**TASK TO COMPLETE:** Reproduce, unchanged, the lines of the records below, starting at the line that contains "Task: set a point on the girl's lips, one" and ending at the final line of the records.

**ENTRIES SUPPLIED:**
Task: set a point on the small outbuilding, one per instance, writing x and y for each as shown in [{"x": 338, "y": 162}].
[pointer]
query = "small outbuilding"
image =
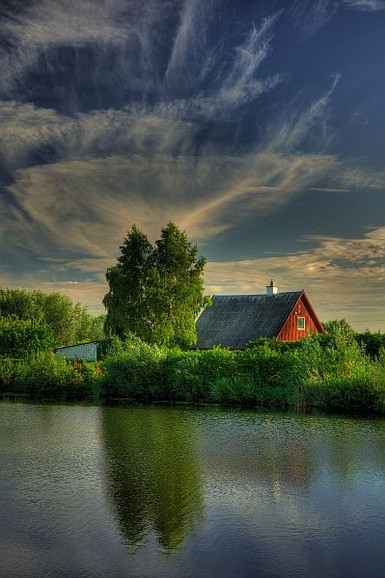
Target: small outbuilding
[
  {"x": 234, "y": 320},
  {"x": 81, "y": 351}
]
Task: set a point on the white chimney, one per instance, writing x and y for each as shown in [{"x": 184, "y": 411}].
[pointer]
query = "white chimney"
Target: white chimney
[{"x": 271, "y": 289}]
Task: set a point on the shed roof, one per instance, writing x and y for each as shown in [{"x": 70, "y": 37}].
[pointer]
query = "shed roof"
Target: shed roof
[{"x": 233, "y": 320}]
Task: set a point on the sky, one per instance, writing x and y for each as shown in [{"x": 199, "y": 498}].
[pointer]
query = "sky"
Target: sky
[{"x": 257, "y": 126}]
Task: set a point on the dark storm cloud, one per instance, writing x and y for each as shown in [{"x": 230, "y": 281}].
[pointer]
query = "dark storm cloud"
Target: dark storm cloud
[{"x": 217, "y": 114}]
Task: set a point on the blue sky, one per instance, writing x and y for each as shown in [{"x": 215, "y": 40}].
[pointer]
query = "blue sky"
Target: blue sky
[{"x": 256, "y": 126}]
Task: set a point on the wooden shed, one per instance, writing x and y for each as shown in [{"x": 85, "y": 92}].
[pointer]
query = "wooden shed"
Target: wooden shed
[
  {"x": 81, "y": 351},
  {"x": 233, "y": 320}
]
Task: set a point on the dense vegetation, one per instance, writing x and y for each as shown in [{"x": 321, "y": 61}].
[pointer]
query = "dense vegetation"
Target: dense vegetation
[
  {"x": 156, "y": 291},
  {"x": 337, "y": 372},
  {"x": 34, "y": 321}
]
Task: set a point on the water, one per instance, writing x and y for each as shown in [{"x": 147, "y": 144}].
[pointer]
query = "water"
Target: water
[{"x": 142, "y": 492}]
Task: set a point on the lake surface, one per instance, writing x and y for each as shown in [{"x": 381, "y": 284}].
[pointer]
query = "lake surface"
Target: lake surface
[{"x": 142, "y": 492}]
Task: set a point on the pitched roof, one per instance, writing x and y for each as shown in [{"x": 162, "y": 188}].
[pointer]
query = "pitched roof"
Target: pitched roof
[{"x": 233, "y": 320}]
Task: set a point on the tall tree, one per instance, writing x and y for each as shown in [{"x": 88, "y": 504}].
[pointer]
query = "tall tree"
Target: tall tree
[
  {"x": 126, "y": 302},
  {"x": 156, "y": 291}
]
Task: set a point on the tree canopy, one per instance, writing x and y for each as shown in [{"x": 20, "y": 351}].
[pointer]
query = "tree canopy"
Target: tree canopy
[
  {"x": 156, "y": 291},
  {"x": 67, "y": 322}
]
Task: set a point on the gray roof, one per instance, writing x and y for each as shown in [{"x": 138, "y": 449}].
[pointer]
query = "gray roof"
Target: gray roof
[{"x": 233, "y": 320}]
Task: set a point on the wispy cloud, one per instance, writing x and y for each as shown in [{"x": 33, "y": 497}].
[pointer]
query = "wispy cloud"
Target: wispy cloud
[
  {"x": 365, "y": 5},
  {"x": 336, "y": 273},
  {"x": 310, "y": 15}
]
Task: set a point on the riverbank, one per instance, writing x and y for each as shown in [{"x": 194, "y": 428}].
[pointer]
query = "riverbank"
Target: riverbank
[{"x": 332, "y": 377}]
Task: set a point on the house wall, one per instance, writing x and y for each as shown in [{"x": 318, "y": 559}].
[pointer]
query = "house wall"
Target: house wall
[
  {"x": 83, "y": 351},
  {"x": 289, "y": 331}
]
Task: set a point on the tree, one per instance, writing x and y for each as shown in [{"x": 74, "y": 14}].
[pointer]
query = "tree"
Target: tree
[
  {"x": 127, "y": 301},
  {"x": 19, "y": 337},
  {"x": 156, "y": 291},
  {"x": 68, "y": 322}
]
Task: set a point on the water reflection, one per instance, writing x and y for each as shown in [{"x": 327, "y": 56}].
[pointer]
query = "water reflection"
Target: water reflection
[
  {"x": 152, "y": 467},
  {"x": 292, "y": 451}
]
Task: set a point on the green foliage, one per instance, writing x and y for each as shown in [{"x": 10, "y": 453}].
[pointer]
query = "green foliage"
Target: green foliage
[
  {"x": 156, "y": 291},
  {"x": 19, "y": 337},
  {"x": 372, "y": 343},
  {"x": 68, "y": 322},
  {"x": 48, "y": 376},
  {"x": 133, "y": 371},
  {"x": 332, "y": 373}
]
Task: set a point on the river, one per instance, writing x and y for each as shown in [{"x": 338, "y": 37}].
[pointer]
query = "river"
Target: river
[{"x": 127, "y": 492}]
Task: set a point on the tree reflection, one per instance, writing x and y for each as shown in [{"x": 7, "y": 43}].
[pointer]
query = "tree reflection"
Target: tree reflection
[{"x": 153, "y": 476}]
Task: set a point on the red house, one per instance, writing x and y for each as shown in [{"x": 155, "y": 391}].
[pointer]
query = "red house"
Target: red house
[{"x": 233, "y": 320}]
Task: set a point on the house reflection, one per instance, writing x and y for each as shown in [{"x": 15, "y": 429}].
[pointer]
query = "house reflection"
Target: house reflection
[{"x": 153, "y": 477}]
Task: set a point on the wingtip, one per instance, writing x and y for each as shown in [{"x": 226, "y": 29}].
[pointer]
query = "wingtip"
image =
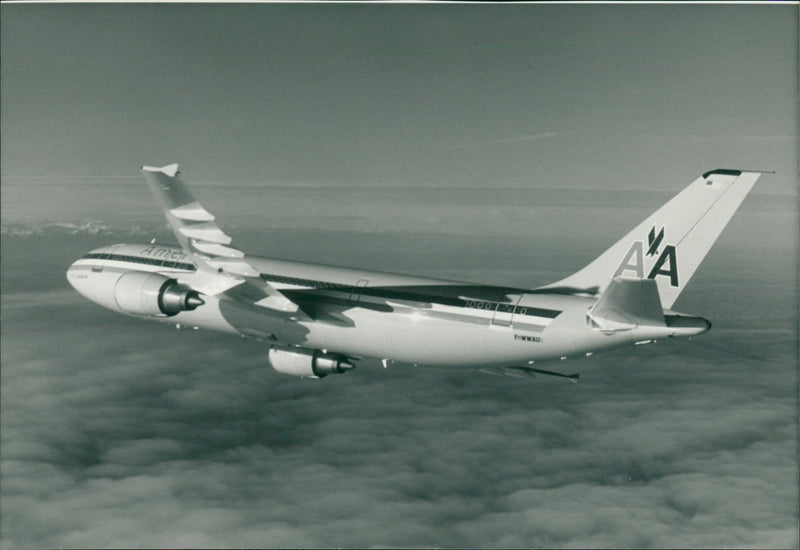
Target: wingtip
[
  {"x": 170, "y": 170},
  {"x": 730, "y": 172}
]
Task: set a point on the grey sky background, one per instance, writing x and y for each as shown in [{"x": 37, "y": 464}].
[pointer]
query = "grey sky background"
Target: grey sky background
[{"x": 500, "y": 144}]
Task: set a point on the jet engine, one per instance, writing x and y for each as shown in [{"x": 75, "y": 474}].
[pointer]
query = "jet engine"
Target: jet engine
[
  {"x": 307, "y": 363},
  {"x": 152, "y": 294}
]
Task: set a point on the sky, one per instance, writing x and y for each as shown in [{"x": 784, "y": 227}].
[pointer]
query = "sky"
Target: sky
[{"x": 498, "y": 144}]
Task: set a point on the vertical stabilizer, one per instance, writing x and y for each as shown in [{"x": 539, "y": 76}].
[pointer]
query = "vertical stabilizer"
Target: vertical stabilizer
[{"x": 669, "y": 245}]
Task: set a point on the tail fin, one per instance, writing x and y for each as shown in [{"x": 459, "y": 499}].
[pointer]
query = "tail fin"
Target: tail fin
[{"x": 670, "y": 244}]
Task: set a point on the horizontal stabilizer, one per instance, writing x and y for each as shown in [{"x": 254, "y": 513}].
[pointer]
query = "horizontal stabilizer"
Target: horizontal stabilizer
[
  {"x": 206, "y": 232},
  {"x": 627, "y": 303},
  {"x": 192, "y": 212}
]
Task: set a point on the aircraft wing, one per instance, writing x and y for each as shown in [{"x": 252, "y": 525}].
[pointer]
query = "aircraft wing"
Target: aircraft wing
[
  {"x": 526, "y": 371},
  {"x": 220, "y": 265}
]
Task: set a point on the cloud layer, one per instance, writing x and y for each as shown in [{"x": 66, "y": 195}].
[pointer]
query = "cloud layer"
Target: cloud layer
[{"x": 118, "y": 432}]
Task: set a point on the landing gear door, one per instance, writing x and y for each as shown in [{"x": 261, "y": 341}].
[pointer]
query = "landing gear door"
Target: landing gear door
[{"x": 505, "y": 312}]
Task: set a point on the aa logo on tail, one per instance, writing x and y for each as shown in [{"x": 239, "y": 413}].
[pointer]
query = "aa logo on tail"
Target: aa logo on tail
[{"x": 666, "y": 263}]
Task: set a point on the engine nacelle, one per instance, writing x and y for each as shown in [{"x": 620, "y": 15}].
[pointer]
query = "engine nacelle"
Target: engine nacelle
[
  {"x": 307, "y": 363},
  {"x": 152, "y": 294}
]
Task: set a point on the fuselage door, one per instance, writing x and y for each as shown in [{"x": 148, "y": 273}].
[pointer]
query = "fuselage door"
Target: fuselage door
[
  {"x": 505, "y": 312},
  {"x": 355, "y": 294}
]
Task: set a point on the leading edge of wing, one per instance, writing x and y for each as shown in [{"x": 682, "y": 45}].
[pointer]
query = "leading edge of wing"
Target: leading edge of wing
[{"x": 221, "y": 266}]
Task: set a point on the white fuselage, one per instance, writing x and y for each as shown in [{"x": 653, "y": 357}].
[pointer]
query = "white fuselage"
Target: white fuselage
[{"x": 378, "y": 315}]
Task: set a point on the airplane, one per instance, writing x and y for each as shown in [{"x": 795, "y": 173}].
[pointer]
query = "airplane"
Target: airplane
[{"x": 320, "y": 319}]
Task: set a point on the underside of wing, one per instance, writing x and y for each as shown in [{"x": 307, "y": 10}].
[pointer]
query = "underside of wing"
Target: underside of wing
[{"x": 520, "y": 371}]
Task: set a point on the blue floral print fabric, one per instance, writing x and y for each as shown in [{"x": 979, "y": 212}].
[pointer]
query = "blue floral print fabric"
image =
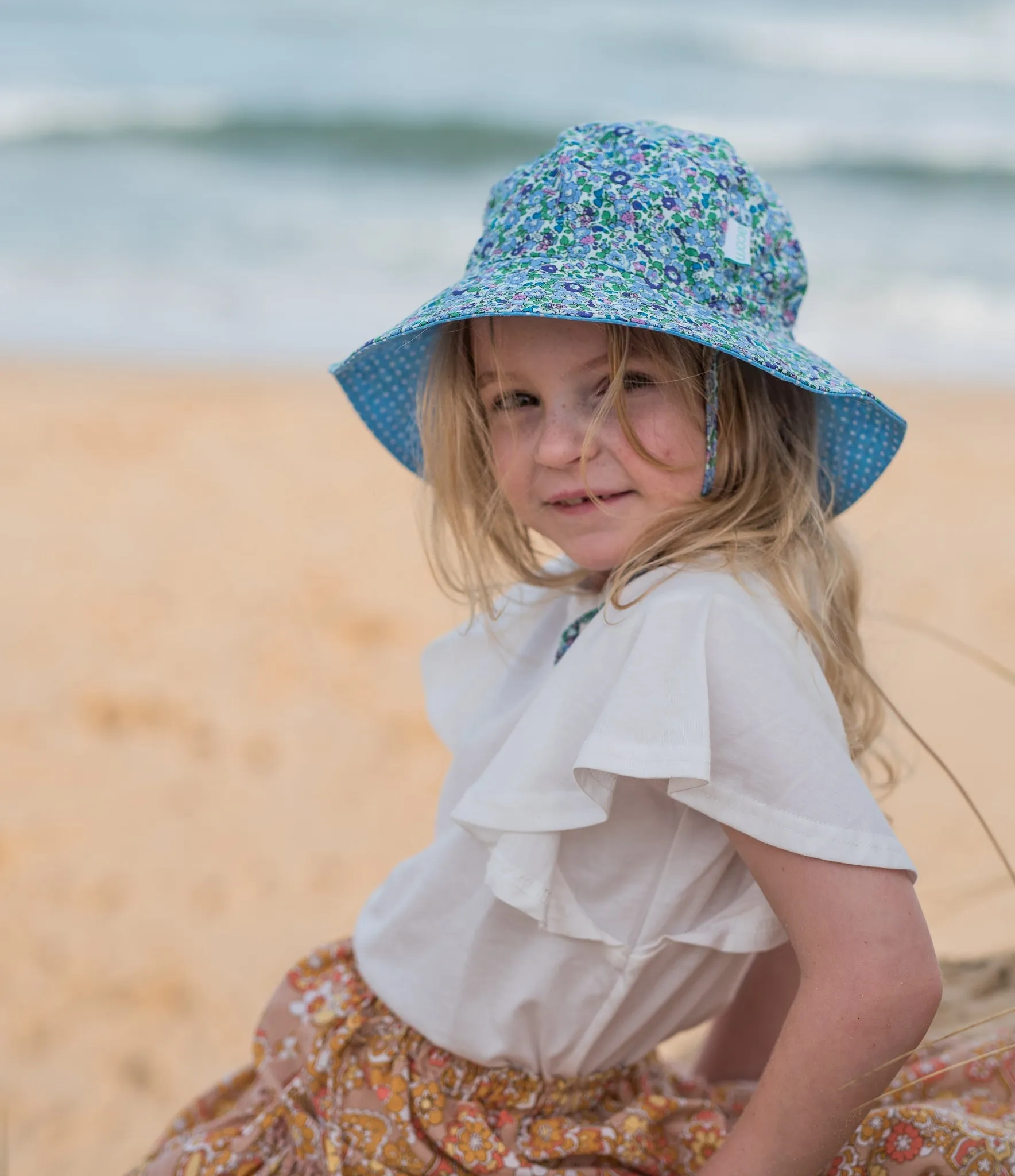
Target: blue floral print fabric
[{"x": 648, "y": 226}]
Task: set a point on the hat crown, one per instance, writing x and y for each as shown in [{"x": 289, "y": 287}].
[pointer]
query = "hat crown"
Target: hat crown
[{"x": 656, "y": 204}]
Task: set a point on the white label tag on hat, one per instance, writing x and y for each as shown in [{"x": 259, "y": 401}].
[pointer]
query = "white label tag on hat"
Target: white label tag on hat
[{"x": 737, "y": 245}]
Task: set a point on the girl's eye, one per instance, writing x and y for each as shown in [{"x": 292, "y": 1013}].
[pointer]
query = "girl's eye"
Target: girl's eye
[{"x": 506, "y": 401}]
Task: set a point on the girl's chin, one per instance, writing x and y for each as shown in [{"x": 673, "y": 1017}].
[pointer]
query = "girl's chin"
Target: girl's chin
[{"x": 595, "y": 556}]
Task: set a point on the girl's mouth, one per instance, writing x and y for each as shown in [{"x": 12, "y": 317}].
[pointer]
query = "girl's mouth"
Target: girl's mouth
[{"x": 582, "y": 504}]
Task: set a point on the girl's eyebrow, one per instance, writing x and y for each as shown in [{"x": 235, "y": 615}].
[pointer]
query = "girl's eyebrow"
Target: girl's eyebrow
[{"x": 511, "y": 377}]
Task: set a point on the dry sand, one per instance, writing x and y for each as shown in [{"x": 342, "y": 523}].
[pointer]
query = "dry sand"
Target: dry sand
[{"x": 213, "y": 736}]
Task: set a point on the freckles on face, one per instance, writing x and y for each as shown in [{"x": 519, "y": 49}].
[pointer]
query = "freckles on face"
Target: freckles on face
[{"x": 592, "y": 494}]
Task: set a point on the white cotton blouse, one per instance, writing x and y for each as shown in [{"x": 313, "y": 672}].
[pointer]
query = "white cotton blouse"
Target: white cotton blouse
[{"x": 580, "y": 901}]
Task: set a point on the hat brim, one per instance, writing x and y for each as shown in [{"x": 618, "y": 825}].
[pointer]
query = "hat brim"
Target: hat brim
[{"x": 858, "y": 434}]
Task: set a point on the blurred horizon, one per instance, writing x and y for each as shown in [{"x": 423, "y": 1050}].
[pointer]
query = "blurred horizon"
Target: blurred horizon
[{"x": 277, "y": 181}]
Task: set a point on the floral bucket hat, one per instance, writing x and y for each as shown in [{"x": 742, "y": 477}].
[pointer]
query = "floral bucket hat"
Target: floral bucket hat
[{"x": 647, "y": 226}]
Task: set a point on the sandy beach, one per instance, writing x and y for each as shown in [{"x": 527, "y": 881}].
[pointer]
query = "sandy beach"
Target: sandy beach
[{"x": 213, "y": 736}]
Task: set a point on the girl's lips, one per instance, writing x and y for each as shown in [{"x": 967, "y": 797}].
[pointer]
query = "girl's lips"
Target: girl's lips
[{"x": 584, "y": 505}]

**COMPLETE OUTPUT:**
Task: set a point on the girl's lips, one per instance, writing x and y for each as shown in [{"x": 967, "y": 797}].
[pointer]
query = "girl's lips"
Target: girl's lips
[{"x": 584, "y": 505}]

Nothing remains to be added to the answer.